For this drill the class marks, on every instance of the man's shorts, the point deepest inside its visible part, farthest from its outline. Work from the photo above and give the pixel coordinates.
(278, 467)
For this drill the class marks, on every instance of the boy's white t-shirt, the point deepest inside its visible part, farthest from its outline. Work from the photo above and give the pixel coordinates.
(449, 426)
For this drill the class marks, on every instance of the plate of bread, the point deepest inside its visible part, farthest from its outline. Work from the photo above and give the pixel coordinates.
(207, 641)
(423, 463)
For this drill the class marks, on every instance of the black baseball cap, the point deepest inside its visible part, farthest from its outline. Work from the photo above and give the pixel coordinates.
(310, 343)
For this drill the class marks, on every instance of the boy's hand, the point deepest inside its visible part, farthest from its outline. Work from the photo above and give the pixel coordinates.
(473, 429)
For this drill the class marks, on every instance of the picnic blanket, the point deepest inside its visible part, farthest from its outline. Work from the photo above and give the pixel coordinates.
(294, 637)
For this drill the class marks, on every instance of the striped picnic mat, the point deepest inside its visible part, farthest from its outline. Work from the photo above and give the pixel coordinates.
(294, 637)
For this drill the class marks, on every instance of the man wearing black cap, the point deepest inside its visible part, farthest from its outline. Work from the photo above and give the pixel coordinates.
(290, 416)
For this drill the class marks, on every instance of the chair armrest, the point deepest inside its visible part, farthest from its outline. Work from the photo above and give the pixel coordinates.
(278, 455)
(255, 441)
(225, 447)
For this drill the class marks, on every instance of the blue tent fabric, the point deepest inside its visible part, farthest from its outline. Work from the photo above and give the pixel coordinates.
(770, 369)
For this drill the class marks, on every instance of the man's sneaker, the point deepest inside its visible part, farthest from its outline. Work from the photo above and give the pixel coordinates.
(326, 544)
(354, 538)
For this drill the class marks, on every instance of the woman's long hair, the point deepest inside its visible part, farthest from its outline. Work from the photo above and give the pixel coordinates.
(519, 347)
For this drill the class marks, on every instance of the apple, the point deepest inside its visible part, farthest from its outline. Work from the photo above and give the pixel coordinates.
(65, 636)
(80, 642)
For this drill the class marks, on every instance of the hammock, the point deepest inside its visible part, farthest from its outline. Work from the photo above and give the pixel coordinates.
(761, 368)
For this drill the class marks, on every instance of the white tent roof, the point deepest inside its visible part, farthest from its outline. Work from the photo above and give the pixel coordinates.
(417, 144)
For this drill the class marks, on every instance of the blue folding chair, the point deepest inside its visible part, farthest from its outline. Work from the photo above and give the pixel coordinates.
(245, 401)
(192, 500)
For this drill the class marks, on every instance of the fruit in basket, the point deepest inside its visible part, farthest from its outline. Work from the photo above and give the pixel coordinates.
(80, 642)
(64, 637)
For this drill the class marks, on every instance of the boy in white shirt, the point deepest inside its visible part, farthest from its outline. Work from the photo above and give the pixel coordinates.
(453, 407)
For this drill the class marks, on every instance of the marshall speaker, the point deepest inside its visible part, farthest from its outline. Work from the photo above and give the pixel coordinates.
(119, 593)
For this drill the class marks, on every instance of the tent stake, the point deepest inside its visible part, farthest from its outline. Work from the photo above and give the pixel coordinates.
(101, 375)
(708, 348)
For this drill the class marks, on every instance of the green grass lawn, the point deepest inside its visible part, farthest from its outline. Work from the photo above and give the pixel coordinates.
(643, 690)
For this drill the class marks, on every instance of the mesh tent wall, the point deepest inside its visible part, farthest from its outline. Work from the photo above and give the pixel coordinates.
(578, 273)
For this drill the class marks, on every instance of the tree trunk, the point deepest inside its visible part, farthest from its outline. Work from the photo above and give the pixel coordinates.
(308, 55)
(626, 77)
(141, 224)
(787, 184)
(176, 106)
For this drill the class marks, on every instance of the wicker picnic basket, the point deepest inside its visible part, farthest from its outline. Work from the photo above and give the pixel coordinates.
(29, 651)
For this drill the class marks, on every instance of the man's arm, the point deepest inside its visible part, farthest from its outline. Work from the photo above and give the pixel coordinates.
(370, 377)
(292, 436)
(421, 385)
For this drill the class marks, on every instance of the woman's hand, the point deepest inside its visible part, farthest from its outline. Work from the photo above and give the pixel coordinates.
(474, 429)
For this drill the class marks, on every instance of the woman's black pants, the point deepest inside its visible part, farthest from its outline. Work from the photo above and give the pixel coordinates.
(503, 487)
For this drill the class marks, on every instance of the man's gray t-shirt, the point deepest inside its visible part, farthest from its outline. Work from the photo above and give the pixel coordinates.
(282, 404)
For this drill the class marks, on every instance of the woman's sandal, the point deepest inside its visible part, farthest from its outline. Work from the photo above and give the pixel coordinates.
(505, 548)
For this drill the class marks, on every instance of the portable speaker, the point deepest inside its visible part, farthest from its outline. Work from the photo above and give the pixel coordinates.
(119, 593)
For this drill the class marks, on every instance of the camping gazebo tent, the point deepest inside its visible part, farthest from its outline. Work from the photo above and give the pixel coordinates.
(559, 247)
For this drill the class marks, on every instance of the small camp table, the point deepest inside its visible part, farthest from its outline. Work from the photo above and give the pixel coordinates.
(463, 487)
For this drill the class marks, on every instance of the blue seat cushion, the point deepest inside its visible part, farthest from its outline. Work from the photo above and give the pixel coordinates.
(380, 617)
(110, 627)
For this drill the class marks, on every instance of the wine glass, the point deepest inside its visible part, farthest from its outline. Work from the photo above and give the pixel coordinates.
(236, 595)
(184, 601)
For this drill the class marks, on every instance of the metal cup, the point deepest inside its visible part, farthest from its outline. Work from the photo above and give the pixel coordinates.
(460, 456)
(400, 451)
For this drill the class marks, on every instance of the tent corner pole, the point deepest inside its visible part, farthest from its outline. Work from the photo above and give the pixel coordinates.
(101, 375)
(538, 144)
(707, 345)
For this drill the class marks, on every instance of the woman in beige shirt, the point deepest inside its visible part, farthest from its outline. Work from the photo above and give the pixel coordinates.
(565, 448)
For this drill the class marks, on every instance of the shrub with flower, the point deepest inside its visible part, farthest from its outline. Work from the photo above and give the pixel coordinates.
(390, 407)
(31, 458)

__AIM OF THE EXERCISE__
Nothing is to be altered; retype each entry exactly.

__ANSWER BELOW__
For this drill the class marks, on every instance of the man's shorts, the point deepest inside its visible part, farthest from its outline. Work from the photo above and give the pixel coordinates.
(278, 467)
For this drill the class marks, on every instance of the boy's white t-shirt, the point deepest inside its visible part, farthest from its outline. Work from the photo above and give the pixel coordinates.
(449, 426)
For this drill the class marks, on every instance of the plate of bread, the point deepest inside its visible part, farthest from its outline. Work from the photo above and give the pixel coordinates.
(207, 641)
(423, 463)
For this drill the class marks, on every instance of the black baseball cap, the point deepest inside its visible part, farthest from its outline. Work from the photo above and give the pixel coordinates.
(310, 343)
For this drill the class marks, on every instance of the boy's hand, the point deepest inside its visible part, farthest from its outline. Work from the photo above and give the pixel coordinates.
(473, 429)
For this drill the class marks, on every instance of the picnic blanket, the point deepest inside its visible part, farthest from its outline. Work from the photo above and give the pixel coordinates.
(294, 637)
For this drill the class marks, on every instance of the striped picnic mat, the point deepest inside its visible part, farthest from its outline. Work from the photo above and give the pixel coordinates.
(294, 637)
For this drill the class marks, on every instance of the man wearing black cap, the point deepest inside its visible part, farthest from its outline. Work from the photo above and give the pixel coordinates.
(290, 416)
For this drill the class marks, on every instance of the chair armrest, the point deepest inside its visible part, farthest from its outline. Work from the photo above and give the pixel coordinates.
(278, 455)
(255, 441)
(225, 447)
For this drill the class marks, on every instance of the blue tent fabric, the point deepest inside its visible part, farthest from its outline. Work from the photo above and give the pixel coordinates.
(770, 369)
For this drill the class marks, on every instance of the man's sneaker, the point deepest inside its visible part, farthest from its outline. Work from the photo above and give the pixel coordinates.
(326, 544)
(354, 538)
For this drill the class marks, on every instance of the woman's long hair, the point deepest inside its visible part, farthest from its outline. Work from the photo above and give the pixel coordinates.
(519, 347)
For this drill the class marks, on every instance of the apple, the point deepest inside its visible part, farthest from its outline. Work from the photo above and give the pixel coordinates.
(65, 636)
(80, 642)
For this drill the class marks, on every instance of the hammock, the point deepest inside its visible part, farthest from its outline. Work from the photo above and give the pixel coordinates.
(761, 368)
For this drill the class marks, on every instance of the white tent roof, the point deepest inside its visible part, farthest from its outline. Work from the photo above and give the pixel coordinates.
(417, 144)
For this drill the class marks, on every instance of the blue folding chair, the point deepest inside its visible part, farthest from its outline. Work from the photo above and give the pixel coordinates.
(245, 401)
(192, 500)
For this drill the class marks, on every instance of the fruit in basket, the point deepest inside its visible part, farthest from its outline. Work from the photo above and give the pixel coordinates.
(80, 642)
(64, 637)
For this drill the class marks, on every instance of the boy in white shirt, the point deepest inside its visible part, farthest from its outline. Work from the photo above and give the pixel coordinates.
(453, 407)
For this drill the class marks, on every instance of the marshall speaker, the point deepest inside its visible part, farthest from its outline. Work from the photo above and give the pixel coordinates.
(119, 593)
For this drill the class marks, on every instance of the tent stake, the point deepest inside its visible part, farthest from its outline. Work from the photo above and give the pixel coordinates.
(101, 375)
(708, 348)
For this drill the class marks, on every instance of the green grass lawn, the point deepest inside its visible part, farthest from its outline. Work from the photo above and give the pixel coordinates.
(643, 690)
For this drill the class marks, on every instance of the mesh tent wall, the point deepest inside its visible part, farthest from its outline. Work from the photo above and give the pixel coordinates.
(578, 273)
For this drill the class marks, on every instance of the tree trunk, the point deepest inside its visible part, farthest from its outline. Work from the photo above and give the pixel coordinates.
(308, 55)
(626, 77)
(141, 224)
(787, 184)
(176, 106)
For this drill the class marks, on every instance of the wicker picnic basket, the point deepest inside its visible part, farthest from its outline. Work from the photo above and give the pixel coordinates.
(29, 651)
For this drill the class marks, on every instance of the man's arm, the point deepest inside its visible part, farthest from its outline. Work from the photo above and give the pixel coordinates.
(370, 377)
(292, 436)
(421, 385)
For this drill the class marks, on every instance of the woman's hand, the point deepest inside its visible part, farthest from its outline. Work from the photo above and give the pixel coordinates.
(474, 429)
For this drill the class marks, on every instance of the woman's black pants, the point deepest inside its visible part, farthest from its outline. Work from the photo above and give the pixel coordinates.
(503, 487)
For this drill the class marks, on every instance of the man's gray t-shirt, the point deepest inside its visible part, farthest from its outline. Work from the photo above and give the pixel coordinates.
(282, 404)
For this drill the class marks, on every instance of the woman's sandal, the point deepest inside its visible part, farthest from its outline. Work from the photo above and give the pixel coordinates.
(505, 548)
For this drill the class marks, on every instance of the portable speaker, the point deepest inside its visible part, farthest from its outline. Work from the photo above and give the pixel coordinates.
(119, 593)
For this drill the class marks, on every instance of the camping gazebo tent, the point deepest inside its visible part, farthest from its outline. Work from the photo above and give the pixel coordinates.
(559, 247)
For this drill the class marks, on every instance of the small camp table, the point deepest inside its visible part, farthest from its outline. Work from the photo above and give the pixel coordinates.
(463, 487)
For this drill the class marks, on every instance of the blue seat cushion, the point deepest inside its visible part, farthest from its outline. Work from the photo above and give the pixel coordinates.
(380, 617)
(110, 627)
For this drill the class marks, on every instance of the wine glass, the point deepest inside its visible part, farthest from its outline. Work from the photo above and give the pixel coordinates.
(236, 595)
(184, 601)
For this drill the class marks, on every instance of the metal cup, the point deepest inside its visible part, farthest from its outline. Work from the photo above and give the pixel coordinates.
(460, 456)
(400, 451)
For this drill the class marks, on every instance of the tent corner pole, the point deepest inside its visible part, farthest from its outline. Work from the photo above and give the pixel coordinates.
(101, 375)
(538, 144)
(707, 345)
For this drill the class marks, on every instance of the woman in beige shirt, the point deepest inside its visible part, farthest from its outline. Work from the photo above and give the pixel coordinates.
(565, 448)
For this drill the class marks, on every instance of the shrub with flower, the point deepest inside its visible part, farthest from its outline. Work from the photo above and give the pixel coordinates.
(390, 407)
(31, 458)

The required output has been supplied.